(Task directions): Output the material below, from the line containing "Can you spot the soccer field" down to the line containing "x=810, y=296" with both included, as a two-column CSV headed instruction and points, with one row per instruction paired with its answer. Put each field in double quotes and turn any line breaks into spaces.

---------- Excerpted records ----------

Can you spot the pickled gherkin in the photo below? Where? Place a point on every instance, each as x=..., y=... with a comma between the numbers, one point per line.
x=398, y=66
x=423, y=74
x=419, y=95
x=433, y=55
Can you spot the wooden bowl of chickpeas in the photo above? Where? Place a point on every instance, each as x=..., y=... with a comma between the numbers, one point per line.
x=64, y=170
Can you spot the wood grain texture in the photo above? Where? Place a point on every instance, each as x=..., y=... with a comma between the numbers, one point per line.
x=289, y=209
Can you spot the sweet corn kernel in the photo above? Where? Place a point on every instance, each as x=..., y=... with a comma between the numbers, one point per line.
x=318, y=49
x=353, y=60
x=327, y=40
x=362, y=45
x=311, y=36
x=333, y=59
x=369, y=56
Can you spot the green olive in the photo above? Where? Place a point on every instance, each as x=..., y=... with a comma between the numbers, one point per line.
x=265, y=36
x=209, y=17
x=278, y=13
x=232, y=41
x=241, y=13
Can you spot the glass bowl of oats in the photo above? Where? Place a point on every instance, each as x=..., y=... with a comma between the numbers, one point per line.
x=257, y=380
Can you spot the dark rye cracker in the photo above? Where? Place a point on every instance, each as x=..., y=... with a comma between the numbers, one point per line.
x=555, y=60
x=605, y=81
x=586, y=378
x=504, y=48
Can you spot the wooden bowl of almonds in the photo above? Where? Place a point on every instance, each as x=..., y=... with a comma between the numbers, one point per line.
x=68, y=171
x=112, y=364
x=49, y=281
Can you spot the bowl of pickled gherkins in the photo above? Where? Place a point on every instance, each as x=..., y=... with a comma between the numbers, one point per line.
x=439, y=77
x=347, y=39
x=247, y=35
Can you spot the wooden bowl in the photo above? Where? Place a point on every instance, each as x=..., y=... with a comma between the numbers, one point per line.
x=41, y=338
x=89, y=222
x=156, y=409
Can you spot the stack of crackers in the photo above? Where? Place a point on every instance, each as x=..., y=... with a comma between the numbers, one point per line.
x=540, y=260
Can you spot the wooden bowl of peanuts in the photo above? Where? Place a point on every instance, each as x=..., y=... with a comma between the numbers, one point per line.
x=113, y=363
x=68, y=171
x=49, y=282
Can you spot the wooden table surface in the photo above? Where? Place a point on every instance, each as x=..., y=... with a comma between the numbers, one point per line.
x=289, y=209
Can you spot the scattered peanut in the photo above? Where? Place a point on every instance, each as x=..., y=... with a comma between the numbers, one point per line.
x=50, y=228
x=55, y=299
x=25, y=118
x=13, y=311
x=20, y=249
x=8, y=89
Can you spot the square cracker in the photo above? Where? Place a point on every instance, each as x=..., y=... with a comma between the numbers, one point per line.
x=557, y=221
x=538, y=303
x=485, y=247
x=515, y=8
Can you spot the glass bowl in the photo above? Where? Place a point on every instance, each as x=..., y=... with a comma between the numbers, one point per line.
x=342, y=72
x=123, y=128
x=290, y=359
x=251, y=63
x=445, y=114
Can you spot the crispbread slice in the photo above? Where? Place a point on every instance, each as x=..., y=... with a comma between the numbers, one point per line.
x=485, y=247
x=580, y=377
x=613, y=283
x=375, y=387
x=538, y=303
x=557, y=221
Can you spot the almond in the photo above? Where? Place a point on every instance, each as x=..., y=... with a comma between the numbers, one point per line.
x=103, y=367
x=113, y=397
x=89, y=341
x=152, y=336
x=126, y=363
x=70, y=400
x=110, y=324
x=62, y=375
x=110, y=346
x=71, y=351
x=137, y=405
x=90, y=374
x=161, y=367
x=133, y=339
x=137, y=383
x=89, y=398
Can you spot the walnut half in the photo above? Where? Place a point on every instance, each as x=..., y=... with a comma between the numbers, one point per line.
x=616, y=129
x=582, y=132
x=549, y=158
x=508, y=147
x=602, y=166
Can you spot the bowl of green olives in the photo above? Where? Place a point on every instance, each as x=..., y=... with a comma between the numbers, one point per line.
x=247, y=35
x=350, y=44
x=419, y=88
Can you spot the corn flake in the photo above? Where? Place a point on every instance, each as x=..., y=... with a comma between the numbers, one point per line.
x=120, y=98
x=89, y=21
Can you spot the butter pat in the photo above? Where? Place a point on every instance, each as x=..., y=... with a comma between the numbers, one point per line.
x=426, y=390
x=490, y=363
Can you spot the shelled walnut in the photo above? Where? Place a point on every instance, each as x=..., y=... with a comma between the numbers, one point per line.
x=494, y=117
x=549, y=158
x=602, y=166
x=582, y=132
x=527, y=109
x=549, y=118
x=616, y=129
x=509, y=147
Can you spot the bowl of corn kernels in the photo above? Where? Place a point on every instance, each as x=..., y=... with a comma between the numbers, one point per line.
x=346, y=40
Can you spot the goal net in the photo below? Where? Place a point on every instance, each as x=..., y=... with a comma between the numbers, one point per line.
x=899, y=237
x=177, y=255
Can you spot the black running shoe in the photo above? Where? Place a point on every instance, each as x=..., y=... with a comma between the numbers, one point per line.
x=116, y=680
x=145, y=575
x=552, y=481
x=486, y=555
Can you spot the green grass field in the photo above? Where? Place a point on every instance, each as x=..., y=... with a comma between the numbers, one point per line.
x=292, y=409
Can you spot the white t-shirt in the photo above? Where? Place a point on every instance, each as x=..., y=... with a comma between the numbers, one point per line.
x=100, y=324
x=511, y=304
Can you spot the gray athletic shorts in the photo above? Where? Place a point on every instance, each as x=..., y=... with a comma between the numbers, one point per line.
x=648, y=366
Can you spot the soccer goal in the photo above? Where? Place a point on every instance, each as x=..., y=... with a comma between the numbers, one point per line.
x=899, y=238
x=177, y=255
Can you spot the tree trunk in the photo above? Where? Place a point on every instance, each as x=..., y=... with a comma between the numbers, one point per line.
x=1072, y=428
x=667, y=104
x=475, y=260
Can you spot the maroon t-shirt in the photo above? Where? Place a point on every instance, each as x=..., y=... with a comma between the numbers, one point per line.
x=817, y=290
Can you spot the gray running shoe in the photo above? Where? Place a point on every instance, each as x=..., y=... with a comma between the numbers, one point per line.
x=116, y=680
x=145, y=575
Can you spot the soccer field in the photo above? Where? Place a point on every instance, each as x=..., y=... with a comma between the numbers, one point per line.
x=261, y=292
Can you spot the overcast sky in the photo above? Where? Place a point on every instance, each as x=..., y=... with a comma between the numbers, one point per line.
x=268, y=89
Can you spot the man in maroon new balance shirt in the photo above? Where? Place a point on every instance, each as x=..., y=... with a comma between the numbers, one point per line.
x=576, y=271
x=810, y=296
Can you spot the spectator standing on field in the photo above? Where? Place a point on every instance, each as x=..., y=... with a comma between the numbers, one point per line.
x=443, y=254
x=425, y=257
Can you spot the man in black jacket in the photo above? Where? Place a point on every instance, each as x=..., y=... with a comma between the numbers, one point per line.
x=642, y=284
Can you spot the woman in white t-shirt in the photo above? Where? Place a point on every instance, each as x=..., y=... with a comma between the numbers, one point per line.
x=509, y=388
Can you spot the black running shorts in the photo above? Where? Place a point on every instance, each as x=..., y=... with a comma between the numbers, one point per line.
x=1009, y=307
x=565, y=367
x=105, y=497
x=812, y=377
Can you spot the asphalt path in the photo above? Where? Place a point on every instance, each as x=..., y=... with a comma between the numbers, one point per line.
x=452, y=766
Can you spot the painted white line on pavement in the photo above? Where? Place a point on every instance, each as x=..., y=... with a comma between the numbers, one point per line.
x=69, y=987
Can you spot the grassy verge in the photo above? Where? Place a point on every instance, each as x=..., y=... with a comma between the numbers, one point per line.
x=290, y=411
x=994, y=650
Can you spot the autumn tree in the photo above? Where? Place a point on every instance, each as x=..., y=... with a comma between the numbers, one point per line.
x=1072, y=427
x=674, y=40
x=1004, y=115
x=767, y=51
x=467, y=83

----------

(Full solution):
instruction,points
"Can you spot the soccer field in the photo above? Where? Place a point on every instance, each as x=..., y=... with a comma between the numbers, one point per line.","x=261, y=292"
"Can you spot the overcast sky in the photo above? Where? Place a point on every instance, each as x=..., y=... with a comma between the numbers, one point per line.","x=268, y=89"
"Can you spot the man in maroon new balance shirt in the photo above? Where? Place a point on every instance, each as x=..., y=... with a comma between the numbers, one point per line.","x=576, y=271 x=810, y=296"